Exercise aim: Line by line, please look for the word "below" in the following records, then copy each line you find it in.

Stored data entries

══════

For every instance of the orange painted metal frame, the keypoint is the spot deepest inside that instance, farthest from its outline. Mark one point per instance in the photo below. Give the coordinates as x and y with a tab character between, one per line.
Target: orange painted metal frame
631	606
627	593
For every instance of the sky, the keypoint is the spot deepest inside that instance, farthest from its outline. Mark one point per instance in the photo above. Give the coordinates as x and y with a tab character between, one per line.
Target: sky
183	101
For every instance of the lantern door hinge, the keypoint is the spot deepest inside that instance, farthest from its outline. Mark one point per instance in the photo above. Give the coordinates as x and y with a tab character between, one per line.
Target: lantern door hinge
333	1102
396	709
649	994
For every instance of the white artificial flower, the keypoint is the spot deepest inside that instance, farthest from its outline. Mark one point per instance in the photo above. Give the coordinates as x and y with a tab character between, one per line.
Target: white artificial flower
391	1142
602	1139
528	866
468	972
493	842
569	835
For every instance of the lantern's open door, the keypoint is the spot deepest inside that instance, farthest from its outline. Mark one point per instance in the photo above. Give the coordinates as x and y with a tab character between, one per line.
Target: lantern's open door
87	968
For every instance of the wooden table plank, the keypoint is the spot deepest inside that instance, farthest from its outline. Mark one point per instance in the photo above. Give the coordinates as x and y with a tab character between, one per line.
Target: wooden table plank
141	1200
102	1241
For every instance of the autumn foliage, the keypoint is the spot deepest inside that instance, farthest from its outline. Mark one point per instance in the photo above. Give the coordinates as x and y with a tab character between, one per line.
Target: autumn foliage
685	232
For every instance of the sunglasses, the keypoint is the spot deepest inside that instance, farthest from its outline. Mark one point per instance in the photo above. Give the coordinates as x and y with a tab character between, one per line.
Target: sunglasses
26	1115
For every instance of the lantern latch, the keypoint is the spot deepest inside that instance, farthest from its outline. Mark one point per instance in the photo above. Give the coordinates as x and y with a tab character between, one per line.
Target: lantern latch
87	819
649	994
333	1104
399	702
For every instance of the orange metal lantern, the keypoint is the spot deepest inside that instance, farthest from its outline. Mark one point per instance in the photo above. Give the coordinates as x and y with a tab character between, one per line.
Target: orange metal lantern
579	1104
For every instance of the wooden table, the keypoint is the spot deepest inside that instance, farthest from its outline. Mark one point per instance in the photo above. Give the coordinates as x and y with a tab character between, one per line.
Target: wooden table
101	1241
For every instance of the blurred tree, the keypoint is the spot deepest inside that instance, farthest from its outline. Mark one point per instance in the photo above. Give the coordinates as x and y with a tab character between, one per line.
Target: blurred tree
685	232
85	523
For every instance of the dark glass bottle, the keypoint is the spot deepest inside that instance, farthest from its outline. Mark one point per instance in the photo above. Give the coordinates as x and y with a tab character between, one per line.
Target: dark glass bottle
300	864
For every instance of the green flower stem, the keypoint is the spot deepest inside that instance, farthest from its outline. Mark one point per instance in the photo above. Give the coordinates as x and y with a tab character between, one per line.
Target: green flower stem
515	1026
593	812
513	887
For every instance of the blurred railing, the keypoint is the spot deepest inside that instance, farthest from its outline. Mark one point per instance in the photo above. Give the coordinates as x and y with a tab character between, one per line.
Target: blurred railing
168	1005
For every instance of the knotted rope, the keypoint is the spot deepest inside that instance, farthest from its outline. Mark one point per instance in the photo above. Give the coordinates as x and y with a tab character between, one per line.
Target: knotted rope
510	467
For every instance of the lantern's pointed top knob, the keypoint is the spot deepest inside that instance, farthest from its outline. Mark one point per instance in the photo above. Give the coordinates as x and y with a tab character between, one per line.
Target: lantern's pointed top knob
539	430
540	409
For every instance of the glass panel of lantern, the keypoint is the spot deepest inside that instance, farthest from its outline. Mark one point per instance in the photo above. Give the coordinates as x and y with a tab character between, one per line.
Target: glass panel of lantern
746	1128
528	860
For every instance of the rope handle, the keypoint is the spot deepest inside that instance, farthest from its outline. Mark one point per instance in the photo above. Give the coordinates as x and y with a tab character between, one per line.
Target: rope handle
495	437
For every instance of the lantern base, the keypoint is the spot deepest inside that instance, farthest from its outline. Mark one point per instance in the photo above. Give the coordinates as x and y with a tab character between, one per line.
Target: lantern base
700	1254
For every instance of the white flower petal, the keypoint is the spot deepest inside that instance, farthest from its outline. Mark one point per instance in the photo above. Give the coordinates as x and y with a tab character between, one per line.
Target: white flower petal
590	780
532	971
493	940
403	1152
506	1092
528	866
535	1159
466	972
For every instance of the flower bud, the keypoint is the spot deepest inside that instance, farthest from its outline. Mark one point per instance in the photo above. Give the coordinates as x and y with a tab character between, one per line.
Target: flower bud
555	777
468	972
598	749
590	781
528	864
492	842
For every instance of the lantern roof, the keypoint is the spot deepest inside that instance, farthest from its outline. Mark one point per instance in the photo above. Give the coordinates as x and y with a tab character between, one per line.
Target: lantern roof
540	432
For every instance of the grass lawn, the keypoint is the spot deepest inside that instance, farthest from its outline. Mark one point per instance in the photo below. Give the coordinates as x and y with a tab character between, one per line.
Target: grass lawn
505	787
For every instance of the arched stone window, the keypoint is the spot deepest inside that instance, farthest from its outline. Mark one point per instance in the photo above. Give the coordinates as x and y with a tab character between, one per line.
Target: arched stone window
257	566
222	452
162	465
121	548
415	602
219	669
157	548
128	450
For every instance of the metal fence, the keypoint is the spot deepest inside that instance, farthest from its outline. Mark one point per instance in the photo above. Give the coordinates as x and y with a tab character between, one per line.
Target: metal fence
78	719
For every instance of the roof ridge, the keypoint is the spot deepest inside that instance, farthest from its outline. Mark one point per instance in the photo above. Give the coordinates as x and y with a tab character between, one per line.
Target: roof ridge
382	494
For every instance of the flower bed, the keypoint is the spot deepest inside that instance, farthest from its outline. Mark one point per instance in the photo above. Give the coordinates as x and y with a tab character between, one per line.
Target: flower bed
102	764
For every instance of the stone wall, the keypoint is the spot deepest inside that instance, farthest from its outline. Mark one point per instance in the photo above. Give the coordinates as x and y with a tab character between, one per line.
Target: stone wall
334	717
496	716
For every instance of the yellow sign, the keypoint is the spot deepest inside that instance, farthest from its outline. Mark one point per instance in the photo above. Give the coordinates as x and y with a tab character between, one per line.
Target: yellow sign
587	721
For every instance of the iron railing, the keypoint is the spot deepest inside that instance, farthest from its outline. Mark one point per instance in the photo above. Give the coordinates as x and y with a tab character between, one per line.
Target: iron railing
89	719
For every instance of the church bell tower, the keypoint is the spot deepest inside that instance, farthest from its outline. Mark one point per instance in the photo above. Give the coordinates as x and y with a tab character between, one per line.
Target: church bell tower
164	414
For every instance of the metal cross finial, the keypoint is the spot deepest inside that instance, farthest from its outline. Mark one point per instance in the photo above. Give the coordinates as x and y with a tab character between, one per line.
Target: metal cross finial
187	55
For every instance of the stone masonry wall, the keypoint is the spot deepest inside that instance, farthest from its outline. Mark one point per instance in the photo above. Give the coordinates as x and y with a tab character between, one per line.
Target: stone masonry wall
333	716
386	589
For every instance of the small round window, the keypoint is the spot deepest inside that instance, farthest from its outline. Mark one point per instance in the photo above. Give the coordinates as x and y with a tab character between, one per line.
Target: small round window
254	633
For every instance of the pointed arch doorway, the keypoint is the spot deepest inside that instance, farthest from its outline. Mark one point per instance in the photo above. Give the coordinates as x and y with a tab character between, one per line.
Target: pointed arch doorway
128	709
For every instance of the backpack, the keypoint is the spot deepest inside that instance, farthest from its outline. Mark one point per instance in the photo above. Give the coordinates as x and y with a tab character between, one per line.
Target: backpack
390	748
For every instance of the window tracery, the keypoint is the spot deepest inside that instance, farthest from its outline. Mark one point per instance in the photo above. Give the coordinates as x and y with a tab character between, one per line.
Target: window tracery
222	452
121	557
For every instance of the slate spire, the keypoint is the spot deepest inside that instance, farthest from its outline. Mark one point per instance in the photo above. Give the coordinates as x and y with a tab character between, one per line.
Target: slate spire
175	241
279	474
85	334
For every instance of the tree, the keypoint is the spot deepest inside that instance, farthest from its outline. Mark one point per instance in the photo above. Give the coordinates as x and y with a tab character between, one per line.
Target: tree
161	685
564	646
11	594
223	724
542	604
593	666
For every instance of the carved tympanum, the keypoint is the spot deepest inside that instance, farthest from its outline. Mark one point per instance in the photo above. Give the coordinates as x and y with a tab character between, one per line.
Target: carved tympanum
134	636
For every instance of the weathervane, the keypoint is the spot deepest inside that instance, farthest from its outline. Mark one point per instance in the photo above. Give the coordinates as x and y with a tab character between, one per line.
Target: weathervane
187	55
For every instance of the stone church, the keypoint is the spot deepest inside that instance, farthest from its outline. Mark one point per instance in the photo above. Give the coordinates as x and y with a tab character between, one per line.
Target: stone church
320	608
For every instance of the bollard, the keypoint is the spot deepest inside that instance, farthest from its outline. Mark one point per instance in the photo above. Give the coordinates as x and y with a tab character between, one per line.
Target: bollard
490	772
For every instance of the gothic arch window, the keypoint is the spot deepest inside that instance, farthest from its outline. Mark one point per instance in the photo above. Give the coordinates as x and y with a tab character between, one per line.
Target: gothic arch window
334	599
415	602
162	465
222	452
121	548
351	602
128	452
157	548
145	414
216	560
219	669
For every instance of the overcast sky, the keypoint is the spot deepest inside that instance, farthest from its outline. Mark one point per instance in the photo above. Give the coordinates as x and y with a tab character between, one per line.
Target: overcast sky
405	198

══════

Result:
For every instance of the orange painted metal frame, the keypoint is the spot deepest inside that instance, farthest from its outline. Mark one point per instance in the photo below. Give the coordinates as x and y with a tab character between, one per line.
For every instance of the grass lawn, the keypoint is the spot deepest inside that instance, farthest from its outline. Mark one point per instance in the photo below. Give the coordinates as x and y with a tab character between, one per line.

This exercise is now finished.